- [PROBLEMS TO SOLVE]
(A) Write out the passage from the article on HR marketing, starting at the words "The job market" and stopping after the words "Continue reading below!".
(B) Answer these questions from the article on HR marketing:
(i) What is Nicole Davis's title at thunder::tech?
(ii) According to the Harvard Business Review survey, which benefits are still the most important non-salary considerations?
(iii) Which three platforms does the article describe as highly interactive?

═════ PASSAGE PROVIDED

The job market is more competitive than ever before and job seekers have the advantage over the employeers when it comes to being selective. The traditional benefits are no longer the deciding factor when job seekers make their final decision. Those in the industry for years have observed this shift in priorities for job seekers. Nicole Davis, Office Manager at thunder::tech says:
Over the years here at thunder::tech the evolution of employee perks and benefits has created a culture that not only attracts new employees but also has improved employee retention.
Curious to learn more about the evolution of HR marketing? Continue reading below!
It's expensive to find, hire and train employees. A competitive job market means top-talent job seekers have the advantage—and the ability to be selective. A recent survey by Harvard Business Review found that while traditional benefits like health, dental and vision insurance are still the most important non-salary considerations, job seekers rank flexible hours, vacation time, remote work options and paid parental leave high on their list of priorities.
Today's job candidates are interviewing companies before they even apply for a job. They read online employee reviews, look at websites, communications and social media accounts to gauge the company's culture and determine whether or not it'd be a good fit. Candidates have high expectations for a bigger purpose beyond just a paycheck, and they look to the company's digital footprint for answers.
"Candidates and employees are focused on finding an environment that fits the millennial generation, and a big motivator for employees is flexibility and work-life balance," said Brittany Brigadol, Director of Recruiting for JEAR Logistics. "To be competitive and to retain employees, it is imperative that we are proactive in these areas."
If you're hiring, throwing money at someone won't go very far. You need to understand what job seekers are looking for in a long-term position, solidify an attractive company culture, develop a robust internal marketing plan, then shout your company's excellence from the (metaphorical) rooftops.
The role of human resources professionals is evolving to include more of a marketing approach to communicating, recruiting and retaining. Far more than just advertising your company as a great place to work, truly successful strategies include sophisticated tactics like marketing automation, social media campaigns and authentic internal and external communications.
Infusing your brand into every piece of communication is essential.
“If we’re doing outreach for a simple interview setup, it can’t be just a dry email because that’s the impression you’re getting of the company,” said Marc Theodore, Director of Operations for thunder::tech. “If you want to give a good impression, you have to portray that through your words and your emails, and there has to be a lasting stamp on it. That first interaction is your lasting impression.”
Your brand should be clearly represented in your online presence, as well.
“With the emphasis on technology, I would recommend all companies be present on social media,” Brigadoi said. “A lot of times, it is the first place a candidate is looking for information about you. Employee reviews, company videos, testimonials, and anything to showcase your culture is what draws in candidates.”
Similar to messaging that your marketing department sends out on social media, HR can benefit from directly talking with the online population, finding them where they already are rather than trying to pull them into a new, job-hunting-specific channel.
Platforms like LinkedIn, Twitter and Instagram are highly interactive and can paint a more holistic picture of your company and its values than a simple job listing. The modern workforce is deliberate about whom they align with commercially as well as professionally, and showcasing what your company stands for and how it fits into today's social landscape can be a huge proof point for those who are considering applying to a position.

══════════
═════ DATA SEGMENT

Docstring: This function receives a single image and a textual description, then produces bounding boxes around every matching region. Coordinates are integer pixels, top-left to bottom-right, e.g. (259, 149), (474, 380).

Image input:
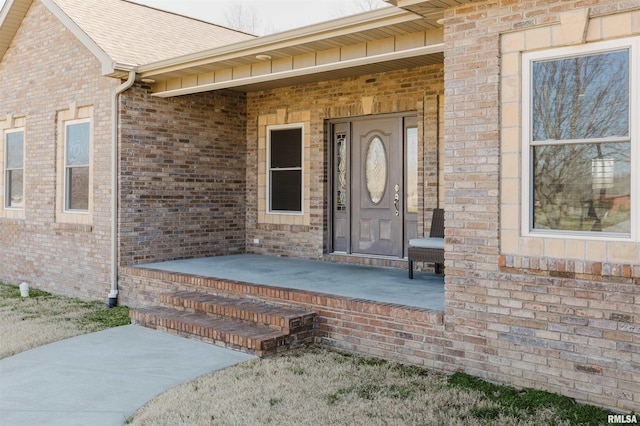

══════════

- [TASK SOLUTIONS]
(A)
The job market is more competitive than ever before and job seekers have the advantage over the employeers when it comes to being selective. The traditional benefits are no longer the deciding factor when job seekers make their final decision. Those in the industry for years have observed this shift in priorities for job seekers. Nicole Davis, Office Manager at thunder::tech says:
Over the years here at thunder::tech the evolution of employee perks and benefits has created a culture that not only attracts new employees but also has improved employee retention.
Curious to learn more about the evolution of HR marketing? Continue reading below!

(B)
(i) Office Manager
(ii) Health, dental and vision insurance
(iii) LinkedIn, Twitter and Instagram